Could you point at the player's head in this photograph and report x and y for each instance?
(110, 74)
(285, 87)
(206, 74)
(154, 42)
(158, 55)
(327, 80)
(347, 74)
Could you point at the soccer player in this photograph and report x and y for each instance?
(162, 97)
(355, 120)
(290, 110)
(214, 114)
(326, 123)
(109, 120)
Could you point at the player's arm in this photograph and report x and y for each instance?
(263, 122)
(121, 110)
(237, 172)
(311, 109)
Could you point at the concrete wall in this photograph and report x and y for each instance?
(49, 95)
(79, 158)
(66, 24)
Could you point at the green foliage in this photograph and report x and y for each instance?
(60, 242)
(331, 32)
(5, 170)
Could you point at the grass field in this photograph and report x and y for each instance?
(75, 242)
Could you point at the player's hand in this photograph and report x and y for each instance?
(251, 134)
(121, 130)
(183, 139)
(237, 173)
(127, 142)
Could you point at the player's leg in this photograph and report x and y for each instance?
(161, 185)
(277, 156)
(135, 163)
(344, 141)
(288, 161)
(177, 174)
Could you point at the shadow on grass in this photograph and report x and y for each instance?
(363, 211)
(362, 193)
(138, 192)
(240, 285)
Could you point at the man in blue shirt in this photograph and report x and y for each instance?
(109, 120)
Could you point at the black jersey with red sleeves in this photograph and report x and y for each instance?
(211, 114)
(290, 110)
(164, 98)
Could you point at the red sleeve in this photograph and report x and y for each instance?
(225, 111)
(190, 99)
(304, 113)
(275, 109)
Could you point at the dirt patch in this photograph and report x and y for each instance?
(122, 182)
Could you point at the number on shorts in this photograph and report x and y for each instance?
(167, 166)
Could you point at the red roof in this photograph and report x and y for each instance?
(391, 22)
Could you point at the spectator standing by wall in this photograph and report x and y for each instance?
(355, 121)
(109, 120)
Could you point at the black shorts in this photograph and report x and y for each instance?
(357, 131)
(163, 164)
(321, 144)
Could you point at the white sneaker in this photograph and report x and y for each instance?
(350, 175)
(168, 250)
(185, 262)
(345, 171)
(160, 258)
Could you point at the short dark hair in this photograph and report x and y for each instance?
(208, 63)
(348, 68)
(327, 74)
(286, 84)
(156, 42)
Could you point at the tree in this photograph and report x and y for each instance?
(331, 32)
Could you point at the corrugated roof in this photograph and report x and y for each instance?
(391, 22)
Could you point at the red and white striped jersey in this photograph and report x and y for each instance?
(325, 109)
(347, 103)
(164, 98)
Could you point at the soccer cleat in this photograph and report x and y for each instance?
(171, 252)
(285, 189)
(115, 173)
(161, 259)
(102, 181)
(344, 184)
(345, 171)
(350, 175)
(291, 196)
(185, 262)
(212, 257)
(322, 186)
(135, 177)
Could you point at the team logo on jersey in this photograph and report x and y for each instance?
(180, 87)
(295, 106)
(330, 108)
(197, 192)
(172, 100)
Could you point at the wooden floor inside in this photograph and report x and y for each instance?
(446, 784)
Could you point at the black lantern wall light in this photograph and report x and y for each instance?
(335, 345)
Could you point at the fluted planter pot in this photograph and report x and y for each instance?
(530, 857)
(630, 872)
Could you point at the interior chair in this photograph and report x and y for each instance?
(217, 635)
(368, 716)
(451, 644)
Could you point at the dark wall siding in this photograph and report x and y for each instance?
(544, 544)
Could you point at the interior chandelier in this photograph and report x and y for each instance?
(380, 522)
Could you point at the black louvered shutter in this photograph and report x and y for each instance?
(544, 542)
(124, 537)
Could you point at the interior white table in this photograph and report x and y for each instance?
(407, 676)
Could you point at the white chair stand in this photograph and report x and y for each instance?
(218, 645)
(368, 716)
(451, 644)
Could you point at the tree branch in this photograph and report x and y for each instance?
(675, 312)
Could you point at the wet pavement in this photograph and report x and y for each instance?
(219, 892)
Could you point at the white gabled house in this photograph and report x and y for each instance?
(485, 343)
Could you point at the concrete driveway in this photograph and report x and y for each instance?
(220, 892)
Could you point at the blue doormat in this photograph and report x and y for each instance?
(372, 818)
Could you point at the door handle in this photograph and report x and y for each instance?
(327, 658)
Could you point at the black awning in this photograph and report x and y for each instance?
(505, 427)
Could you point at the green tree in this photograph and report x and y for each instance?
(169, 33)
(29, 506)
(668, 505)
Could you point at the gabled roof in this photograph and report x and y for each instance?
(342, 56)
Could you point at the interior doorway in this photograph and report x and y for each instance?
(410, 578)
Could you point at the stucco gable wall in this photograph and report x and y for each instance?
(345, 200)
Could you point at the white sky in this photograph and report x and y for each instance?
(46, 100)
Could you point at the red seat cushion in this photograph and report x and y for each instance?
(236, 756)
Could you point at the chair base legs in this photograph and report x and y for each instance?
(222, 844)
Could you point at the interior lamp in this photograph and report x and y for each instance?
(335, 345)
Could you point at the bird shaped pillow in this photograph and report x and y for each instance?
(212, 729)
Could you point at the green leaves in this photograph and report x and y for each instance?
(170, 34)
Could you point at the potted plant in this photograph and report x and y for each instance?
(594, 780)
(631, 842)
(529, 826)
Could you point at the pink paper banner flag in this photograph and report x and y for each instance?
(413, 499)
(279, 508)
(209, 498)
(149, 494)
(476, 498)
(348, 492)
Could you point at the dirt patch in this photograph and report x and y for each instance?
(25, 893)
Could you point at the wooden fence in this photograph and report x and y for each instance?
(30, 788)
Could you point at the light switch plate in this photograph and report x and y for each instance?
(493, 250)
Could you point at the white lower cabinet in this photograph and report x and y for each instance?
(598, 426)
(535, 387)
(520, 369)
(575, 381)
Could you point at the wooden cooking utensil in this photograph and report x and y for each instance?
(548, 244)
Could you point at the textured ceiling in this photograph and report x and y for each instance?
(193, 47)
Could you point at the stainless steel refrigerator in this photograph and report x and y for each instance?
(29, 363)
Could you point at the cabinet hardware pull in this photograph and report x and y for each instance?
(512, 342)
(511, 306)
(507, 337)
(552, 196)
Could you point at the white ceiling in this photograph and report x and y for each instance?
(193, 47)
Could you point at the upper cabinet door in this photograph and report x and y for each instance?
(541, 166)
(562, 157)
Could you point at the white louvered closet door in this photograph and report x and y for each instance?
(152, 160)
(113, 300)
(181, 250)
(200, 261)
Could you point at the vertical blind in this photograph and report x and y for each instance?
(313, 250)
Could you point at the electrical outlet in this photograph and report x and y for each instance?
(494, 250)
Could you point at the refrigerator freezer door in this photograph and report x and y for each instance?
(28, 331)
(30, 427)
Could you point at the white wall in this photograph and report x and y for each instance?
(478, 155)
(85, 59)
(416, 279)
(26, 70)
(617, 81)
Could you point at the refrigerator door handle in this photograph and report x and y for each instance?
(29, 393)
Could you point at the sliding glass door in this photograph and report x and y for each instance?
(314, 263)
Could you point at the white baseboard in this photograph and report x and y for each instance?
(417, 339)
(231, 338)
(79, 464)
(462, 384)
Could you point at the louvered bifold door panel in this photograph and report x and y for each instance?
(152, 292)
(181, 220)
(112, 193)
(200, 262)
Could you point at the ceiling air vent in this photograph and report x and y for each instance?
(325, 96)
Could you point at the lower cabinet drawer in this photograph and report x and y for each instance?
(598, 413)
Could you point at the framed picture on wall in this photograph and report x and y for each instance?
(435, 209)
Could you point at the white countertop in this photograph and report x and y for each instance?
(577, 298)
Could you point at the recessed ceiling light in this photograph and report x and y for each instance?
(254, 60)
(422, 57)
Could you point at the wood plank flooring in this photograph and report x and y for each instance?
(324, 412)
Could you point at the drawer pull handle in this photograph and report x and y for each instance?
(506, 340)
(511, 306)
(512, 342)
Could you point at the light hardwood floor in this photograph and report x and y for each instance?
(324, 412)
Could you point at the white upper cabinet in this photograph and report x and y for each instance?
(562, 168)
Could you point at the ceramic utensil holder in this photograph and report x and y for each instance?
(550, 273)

+-------+

Starting at the line that contains "Could you point at the ceiling", copy the items above word for word, and continue through the last line of the items.

Full output:
Could you point at the ceiling air vent in this photograph and report x and y for each instance?
(325, 96)
Could you point at the lower cabinet drawer in this photograph and report x and y for each instance?
(598, 413)
Could you point at the framed picture on wall in this photograph and report x and y for each instance?
(435, 209)
Could you point at the white countertop in this photograph and report x and y for each instance?
(577, 298)
Could you point at the recessed ceiling light in this photograph and report x and y for each instance?
(254, 60)
(422, 57)
Could you point at the wood plank flooring in this photograph and report x and y for each instance?
(324, 412)
Could you point at the drawer pull handle in this photograph and report x and y for each instance?
(506, 340)
(511, 306)
(512, 342)
Could you point at the light hardwood floor in this photograph and report x and y for each instance?
(324, 412)
Could you point at the white upper cabinet in this photograph and report x and y for each instance?
(562, 168)
Could you point at the ceramic utensil holder in this photograph and report x and y for each instance?
(550, 273)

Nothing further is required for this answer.